What the task requires: Using the entries below, write out the line with "box: [318, 219, 340, 275]", the line with "positive clicks: (194, 172)", and every line in between, exactly as each is written.

Input data:
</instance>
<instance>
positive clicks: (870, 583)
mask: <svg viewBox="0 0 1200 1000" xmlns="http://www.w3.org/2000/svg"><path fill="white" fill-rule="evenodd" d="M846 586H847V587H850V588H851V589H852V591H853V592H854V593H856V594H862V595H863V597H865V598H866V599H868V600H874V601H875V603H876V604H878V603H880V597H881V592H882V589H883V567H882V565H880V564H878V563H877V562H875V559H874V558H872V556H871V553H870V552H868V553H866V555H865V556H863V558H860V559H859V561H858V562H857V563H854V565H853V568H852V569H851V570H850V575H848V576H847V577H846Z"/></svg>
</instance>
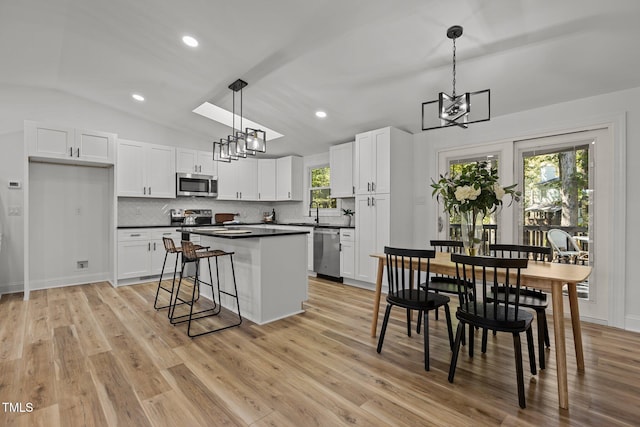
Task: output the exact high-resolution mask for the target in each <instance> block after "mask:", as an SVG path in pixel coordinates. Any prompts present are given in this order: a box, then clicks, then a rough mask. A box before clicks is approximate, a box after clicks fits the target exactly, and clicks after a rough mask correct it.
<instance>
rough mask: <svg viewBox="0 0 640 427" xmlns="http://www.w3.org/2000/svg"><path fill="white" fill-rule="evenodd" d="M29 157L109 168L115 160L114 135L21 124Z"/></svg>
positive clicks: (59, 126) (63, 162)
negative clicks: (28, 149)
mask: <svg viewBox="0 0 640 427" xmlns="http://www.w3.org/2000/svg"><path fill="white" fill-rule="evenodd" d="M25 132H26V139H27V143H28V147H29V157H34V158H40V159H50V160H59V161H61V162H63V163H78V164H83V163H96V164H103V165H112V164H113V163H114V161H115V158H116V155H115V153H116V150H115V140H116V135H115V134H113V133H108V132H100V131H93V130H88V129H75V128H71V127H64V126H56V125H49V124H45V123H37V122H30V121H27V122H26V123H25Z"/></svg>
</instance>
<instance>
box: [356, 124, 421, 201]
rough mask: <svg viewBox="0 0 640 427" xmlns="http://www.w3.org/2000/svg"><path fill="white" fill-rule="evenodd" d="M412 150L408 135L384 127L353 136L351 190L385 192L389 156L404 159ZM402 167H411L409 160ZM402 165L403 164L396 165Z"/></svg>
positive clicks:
...
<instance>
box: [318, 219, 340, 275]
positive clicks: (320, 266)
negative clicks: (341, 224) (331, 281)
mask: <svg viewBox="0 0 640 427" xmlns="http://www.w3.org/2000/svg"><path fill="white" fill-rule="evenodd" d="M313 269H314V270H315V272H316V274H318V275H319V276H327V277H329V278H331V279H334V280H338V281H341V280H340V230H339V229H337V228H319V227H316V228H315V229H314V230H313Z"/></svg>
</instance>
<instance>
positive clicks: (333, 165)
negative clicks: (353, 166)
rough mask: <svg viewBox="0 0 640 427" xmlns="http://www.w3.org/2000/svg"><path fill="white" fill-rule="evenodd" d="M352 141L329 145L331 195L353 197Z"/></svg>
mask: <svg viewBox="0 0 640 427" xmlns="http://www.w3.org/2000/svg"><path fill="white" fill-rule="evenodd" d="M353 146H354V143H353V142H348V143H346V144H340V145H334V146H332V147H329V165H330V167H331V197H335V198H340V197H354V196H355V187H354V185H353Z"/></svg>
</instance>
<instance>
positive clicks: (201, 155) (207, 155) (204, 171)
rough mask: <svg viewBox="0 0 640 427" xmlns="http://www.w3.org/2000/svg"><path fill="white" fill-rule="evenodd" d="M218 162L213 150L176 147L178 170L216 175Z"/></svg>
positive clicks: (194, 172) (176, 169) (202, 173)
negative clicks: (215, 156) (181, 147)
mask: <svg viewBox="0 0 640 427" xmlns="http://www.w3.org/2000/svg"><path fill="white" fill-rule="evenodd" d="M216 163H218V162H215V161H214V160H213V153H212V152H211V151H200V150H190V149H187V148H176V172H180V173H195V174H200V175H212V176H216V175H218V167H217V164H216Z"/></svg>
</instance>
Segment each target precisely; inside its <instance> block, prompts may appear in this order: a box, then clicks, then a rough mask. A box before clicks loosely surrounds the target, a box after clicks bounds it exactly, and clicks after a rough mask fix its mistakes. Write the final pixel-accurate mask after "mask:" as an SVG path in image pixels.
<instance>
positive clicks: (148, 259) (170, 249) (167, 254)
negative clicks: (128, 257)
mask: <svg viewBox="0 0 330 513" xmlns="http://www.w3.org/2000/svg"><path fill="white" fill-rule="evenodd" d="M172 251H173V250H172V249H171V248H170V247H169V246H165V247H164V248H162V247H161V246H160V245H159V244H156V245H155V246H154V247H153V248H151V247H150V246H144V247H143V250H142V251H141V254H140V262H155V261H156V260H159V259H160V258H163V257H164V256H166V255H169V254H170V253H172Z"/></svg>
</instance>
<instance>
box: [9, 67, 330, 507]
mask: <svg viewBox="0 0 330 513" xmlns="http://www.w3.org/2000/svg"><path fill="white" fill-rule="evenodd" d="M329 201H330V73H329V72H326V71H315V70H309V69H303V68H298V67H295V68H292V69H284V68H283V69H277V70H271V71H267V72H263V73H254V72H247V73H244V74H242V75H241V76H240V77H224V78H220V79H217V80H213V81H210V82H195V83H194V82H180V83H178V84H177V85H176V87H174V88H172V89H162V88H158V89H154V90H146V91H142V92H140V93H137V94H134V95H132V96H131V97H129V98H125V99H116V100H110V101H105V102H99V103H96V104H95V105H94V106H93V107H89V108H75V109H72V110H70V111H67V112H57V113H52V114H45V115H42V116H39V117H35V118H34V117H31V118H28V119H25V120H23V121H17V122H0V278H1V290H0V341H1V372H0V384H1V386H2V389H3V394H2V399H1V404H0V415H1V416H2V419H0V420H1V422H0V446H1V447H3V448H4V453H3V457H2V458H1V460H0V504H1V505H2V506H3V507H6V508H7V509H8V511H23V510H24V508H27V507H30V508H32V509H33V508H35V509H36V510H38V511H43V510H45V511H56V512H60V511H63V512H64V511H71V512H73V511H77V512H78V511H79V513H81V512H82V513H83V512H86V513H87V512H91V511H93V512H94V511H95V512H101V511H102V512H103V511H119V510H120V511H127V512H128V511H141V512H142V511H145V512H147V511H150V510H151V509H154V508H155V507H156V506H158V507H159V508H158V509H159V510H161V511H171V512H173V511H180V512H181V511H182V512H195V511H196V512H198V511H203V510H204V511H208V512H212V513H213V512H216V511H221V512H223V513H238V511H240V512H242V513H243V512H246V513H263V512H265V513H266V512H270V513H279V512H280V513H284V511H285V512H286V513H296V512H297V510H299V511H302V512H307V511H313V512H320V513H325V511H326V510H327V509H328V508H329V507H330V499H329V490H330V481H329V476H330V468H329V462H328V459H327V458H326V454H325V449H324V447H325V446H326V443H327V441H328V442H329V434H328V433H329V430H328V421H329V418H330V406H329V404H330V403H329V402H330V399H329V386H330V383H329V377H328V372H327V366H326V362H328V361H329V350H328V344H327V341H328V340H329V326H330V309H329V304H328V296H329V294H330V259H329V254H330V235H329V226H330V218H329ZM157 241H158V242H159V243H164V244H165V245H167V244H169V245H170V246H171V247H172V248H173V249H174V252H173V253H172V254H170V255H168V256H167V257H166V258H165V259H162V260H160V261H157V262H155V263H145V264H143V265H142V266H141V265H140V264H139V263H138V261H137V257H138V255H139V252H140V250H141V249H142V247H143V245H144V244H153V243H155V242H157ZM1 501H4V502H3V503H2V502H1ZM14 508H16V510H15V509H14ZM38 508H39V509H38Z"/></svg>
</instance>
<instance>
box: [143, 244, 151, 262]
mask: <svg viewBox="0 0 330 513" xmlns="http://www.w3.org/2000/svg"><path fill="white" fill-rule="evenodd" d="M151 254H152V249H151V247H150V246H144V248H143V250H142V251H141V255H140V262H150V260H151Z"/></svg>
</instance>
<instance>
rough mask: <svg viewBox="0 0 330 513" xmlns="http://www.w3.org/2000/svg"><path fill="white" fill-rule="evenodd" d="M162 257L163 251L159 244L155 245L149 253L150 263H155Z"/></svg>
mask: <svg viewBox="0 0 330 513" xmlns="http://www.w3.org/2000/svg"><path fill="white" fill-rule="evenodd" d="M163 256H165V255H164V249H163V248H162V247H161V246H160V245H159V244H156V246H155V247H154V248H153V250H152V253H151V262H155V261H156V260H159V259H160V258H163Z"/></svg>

Exercise output:
box: [318, 219, 340, 275]
positive clicks: (320, 266)
negative clicks: (341, 224) (331, 281)
mask: <svg viewBox="0 0 640 427" xmlns="http://www.w3.org/2000/svg"><path fill="white" fill-rule="evenodd" d="M313 269H314V270H315V272H316V274H318V275H319V276H327V277H329V278H331V279H334V280H338V281H341V280H340V230H339V229H337V228H319V227H316V228H315V229H314V230H313Z"/></svg>
</instance>
<instance>
positive clicks: (333, 165)
negative clicks: (353, 166)
rough mask: <svg viewBox="0 0 640 427" xmlns="http://www.w3.org/2000/svg"><path fill="white" fill-rule="evenodd" d="M352 141L329 145L331 195L353 197Z"/></svg>
mask: <svg viewBox="0 0 640 427" xmlns="http://www.w3.org/2000/svg"><path fill="white" fill-rule="evenodd" d="M353 146H354V143H353V142H348V143H346V144H340V145H334V146H332V147H329V165H330V167H331V197H335V198H340V197H354V196H355V187H354V185H353Z"/></svg>
</instance>
<instance>
positive clicks: (201, 155) (207, 155) (204, 171)
rough mask: <svg viewBox="0 0 640 427" xmlns="http://www.w3.org/2000/svg"><path fill="white" fill-rule="evenodd" d="M218 162L213 150L176 147L178 170L216 175Z"/></svg>
positive clicks: (194, 172) (176, 169) (202, 173)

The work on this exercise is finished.